BEGIN RECORDED DATA

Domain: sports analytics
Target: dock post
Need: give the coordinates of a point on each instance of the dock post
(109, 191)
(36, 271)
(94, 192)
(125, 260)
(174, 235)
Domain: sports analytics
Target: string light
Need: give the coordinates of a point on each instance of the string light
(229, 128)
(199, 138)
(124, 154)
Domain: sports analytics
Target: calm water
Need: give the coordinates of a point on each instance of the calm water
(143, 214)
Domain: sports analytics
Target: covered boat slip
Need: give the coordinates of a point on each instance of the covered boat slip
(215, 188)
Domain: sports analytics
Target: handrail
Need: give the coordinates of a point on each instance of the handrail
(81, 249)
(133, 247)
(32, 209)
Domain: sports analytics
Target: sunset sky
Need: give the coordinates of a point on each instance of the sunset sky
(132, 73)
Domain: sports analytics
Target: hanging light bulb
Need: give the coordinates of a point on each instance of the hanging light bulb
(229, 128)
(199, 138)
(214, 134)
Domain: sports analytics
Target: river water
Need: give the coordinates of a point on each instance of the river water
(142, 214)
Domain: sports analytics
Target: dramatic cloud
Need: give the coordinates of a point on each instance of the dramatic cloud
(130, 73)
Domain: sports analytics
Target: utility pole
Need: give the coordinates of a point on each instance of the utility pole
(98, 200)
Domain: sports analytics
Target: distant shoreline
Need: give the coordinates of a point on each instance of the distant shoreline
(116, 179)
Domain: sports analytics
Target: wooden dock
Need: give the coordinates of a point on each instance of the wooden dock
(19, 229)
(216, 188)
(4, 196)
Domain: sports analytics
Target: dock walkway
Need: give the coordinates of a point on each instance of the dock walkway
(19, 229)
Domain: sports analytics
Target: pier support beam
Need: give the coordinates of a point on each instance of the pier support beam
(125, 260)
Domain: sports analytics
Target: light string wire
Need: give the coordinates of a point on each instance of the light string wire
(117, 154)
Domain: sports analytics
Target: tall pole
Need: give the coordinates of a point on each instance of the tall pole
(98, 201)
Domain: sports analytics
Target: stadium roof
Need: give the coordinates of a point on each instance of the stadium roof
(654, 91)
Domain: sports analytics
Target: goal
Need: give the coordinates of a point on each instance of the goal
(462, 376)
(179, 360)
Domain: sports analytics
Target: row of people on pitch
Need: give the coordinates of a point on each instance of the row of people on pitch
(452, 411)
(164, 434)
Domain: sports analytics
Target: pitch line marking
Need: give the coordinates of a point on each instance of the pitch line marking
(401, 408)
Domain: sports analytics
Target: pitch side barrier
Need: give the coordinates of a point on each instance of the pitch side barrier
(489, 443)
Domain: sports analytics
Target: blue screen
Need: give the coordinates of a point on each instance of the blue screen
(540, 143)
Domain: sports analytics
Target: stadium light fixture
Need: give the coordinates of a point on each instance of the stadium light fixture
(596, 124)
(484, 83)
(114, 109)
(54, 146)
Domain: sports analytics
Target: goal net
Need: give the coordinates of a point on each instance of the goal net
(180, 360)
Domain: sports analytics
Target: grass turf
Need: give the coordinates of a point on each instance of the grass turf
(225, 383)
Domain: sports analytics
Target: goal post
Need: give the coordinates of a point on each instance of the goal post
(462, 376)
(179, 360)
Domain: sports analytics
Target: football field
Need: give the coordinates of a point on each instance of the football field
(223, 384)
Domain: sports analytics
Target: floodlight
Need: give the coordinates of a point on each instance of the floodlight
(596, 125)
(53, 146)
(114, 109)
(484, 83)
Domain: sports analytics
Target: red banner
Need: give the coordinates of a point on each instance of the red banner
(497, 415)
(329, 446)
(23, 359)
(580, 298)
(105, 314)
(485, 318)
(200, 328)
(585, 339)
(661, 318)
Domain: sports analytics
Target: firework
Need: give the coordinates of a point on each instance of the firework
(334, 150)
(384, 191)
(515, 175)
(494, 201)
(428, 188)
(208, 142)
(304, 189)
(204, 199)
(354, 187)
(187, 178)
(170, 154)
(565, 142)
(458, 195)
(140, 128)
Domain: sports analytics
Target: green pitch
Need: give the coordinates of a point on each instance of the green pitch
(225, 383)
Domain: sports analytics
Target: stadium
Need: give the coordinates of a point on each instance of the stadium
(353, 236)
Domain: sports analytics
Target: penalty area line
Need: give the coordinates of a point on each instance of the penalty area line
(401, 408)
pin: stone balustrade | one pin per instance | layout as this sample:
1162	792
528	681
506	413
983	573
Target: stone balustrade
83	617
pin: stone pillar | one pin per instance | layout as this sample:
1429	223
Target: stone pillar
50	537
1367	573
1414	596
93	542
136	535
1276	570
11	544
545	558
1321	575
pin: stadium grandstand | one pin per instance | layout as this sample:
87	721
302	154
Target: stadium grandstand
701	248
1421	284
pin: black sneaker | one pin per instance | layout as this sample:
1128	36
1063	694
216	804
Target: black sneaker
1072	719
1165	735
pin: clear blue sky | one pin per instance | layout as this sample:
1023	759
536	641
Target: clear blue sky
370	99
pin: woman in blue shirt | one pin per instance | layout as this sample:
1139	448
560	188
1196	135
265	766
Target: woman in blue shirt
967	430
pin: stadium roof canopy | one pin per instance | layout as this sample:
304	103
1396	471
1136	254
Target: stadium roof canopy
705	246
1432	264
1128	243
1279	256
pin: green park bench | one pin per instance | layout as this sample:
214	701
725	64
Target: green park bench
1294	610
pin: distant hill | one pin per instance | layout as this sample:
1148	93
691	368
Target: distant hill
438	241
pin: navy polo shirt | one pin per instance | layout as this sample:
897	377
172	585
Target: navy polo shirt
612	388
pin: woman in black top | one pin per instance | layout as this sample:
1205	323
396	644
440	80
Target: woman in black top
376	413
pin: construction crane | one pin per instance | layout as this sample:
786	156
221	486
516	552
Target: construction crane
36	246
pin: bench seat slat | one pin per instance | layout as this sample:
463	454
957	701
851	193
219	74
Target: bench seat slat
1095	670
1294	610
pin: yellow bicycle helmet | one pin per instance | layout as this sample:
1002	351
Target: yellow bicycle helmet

END RECORDED DATA

### WHAT IS BEING ASKED
Copy the whole listing above line by line, changing nothing.

### COMPLETED TASK
Domain: sports analytics
Target: dock post
Need: give the coordinates of a point on each instance of the dock post
(109, 191)
(36, 271)
(94, 192)
(125, 260)
(174, 235)
Domain: sports analytics
Target: string light
Need: give the coordinates of a point on each instance of the string light
(229, 128)
(199, 138)
(124, 154)
Domain: sports analytics
Target: calm water
Need: give the coordinates of a point on each instance of the calm water
(143, 214)
Domain: sports analytics
Target: covered boat slip
Need: give the coordinates of a point on each instance of the covered boat slip
(215, 188)
Domain: sports analytics
Target: handrail
Need: give the coordinates of a point on each instance of the handrail
(81, 249)
(133, 247)
(32, 209)
Domain: sports analytics
Target: sunset sky
Need: give the coordinates of a point on each instance of the sunset sky
(132, 73)
Domain: sports analytics
Target: hanging light bulb
Need: give the coordinates of a point on each instance of the hanging light bulb
(229, 128)
(199, 138)
(214, 134)
Domain: sports analytics
Target: river water
Need: give the coordinates of a point on each instance of the river water
(142, 214)
Domain: sports analytics
Target: dramatic cloud
Need: give the coordinates of a point on each instance of the dramatic cloud
(130, 73)
Domain: sports analytics
Target: utility pole
Need: give the coordinates of a point on each instance of the utility pole
(98, 200)
Domain: sports analytics
Target: distant shoreline
Need: give the coordinates of a point on each instance of the distant shoreline
(116, 179)
Domain: sports analytics
Target: wooden dock
Need: give the coordinates of a point on each instance of the wooden dock
(19, 229)
(216, 188)
(4, 196)
Domain: sports analytics
Target: dock walkway
Need: give the coordinates of a point on each instance of the dock walkway
(19, 229)
Domain: sports analytics
Target: pier support beam
Need: give the coordinates of a point on each instance of the pier support beam
(125, 260)
Domain: sports analytics
Target: light string wire
Need: give the coordinates of a point on each instance of the light string wire
(117, 154)
Domain: sports analytics
Target: tall pole
Need: give the coordinates of a point on each instance of the tall pole
(98, 201)
Domain: sports analytics
Target: stadium roof
Need: give the coordinates of a point on each instance of the stadium roof
(654, 91)
Domain: sports analytics
Target: goal
Need: give the coordinates of a point on each instance of the goal
(462, 376)
(179, 360)
Domain: sports analytics
Target: row of people on pitch
Need: give the coordinates of a point on each instance of the row of people on pitch
(452, 411)
(164, 434)
Domain: sports analytics
Target: pitch line marking
Need: give the coordinates of a point on each instance of the pitch line marking
(401, 408)
Domain: sports analytics
Target: pitch side barrier
Need: give the coordinates of a point on each instance of the pitch side barrier
(489, 443)
Domain: sports analytics
Target: blue screen
Need: give the coordinates of a point on each instance of the blue screen
(540, 143)
Domain: sports analytics
Target: stadium light fixture
Need: give the coordinates of a point on each instance of the stadium light fixture
(596, 124)
(484, 83)
(114, 109)
(54, 146)
Domain: sports analytics
Target: goal net
Need: give the coordinates of a point on each instance of the goal net
(180, 360)
Domain: sports analytics
Target: grass turf
Need: give the coordinates of a point on each instance of the grass turf
(225, 383)
Domain: sports analytics
Target: goal post
Need: give the coordinates of a point on each instance of the goal post
(462, 376)
(179, 360)
Domain: sports analytics
Target: football field
Need: give the coordinates of a point on each instance of the football field
(223, 384)
Domain: sports analytics
Target: floodlight
Need: give the coordinates of a point on each instance of the floodlight
(596, 125)
(53, 146)
(114, 109)
(484, 83)
Domain: sports analytics
Target: red banner
Need: give the coordinates of a point on each instance of the red banner
(497, 415)
(329, 446)
(23, 359)
(580, 298)
(105, 314)
(485, 318)
(200, 328)
(585, 339)
(661, 318)
Domain: sports analytics
Target: firework
Need: give the coordinates of a point on each instance of the firework
(334, 150)
(384, 191)
(515, 175)
(494, 201)
(428, 188)
(208, 142)
(304, 189)
(204, 199)
(354, 187)
(187, 178)
(170, 154)
(565, 142)
(458, 195)
(140, 128)
Domain: sports analytics
Target: green pitch
Need: give the coordinates of a point on each instance of the green pitch
(225, 383)
Domain: sports analytics
Target: stadium
Need: give the coordinates of a point on each instance of the stadium
(353, 236)
Domain: sports analytics
Target: penalty area line
Need: give the coordinates of a point on each instance of the penalty area line
(401, 408)
pin: stone balustrade | one pin per instance | layout as this sample:
1162	792
528	681
506	413
983	573
Target: stone balustrade
83	617
pin: stone pillar | one pin per instance | layout as this sample:
1429	223
Target: stone pillar
50	537
1367	573
1414	596
93	542
136	535
1276	570
11	544
545	558
1321	575
pin: stadium grandstand | one pin per instance | layout as this sample:
87	721
302	154
Target: stadium grandstand
701	248
1421	284
pin: black sneaker | one pin per instance | layout as this sample:
1128	36
1063	694
216	804
Target: black sneaker
1072	719
1165	735
pin: clear blue sky | one pin per instance | layout as this sample:
1023	759
536	641
Target: clear blue sky
370	99
pin: woman in blue shirt | one pin per instance | layout as this sample:
1139	448
560	188
1196	135
265	766
Target: woman in blue shirt
967	430
pin: stadium roof canopy | one pin per instance | layout as this sample:
304	103
1396	471
1136	254
Target: stadium roof canopy
705	246
1432	264
1128	243
1279	256
pin: green park bench | one pin per instance | layout as this sample:
214	701
725	64
Target: green park bench
1294	610
pin: distant hill | one pin per instance | layout as this sample:
1148	93
691	368
Target: distant hill
438	241
pin: navy polo shirt | one pin per instance | layout as this sample:
897	377
172	585
Target: navy polo shirt
612	388
pin: woman in black top | one pin per instance | layout as this sample:
1205	323
396	644
440	80
Target: woman in black top
376	413
pin: construction crane | one pin per instance | layout as this sample:
786	156
221	486
516	552
Target: construction crane
36	246
pin: bench seat slat | one pin per instance | layout as this sample:
463	454
957	701
851	193
219	74
Target: bench seat slat
1095	670
1294	610
pin: yellow bicycle helmet | one pin per instance | layout as this sample:
1002	351
Target: yellow bicycle helmet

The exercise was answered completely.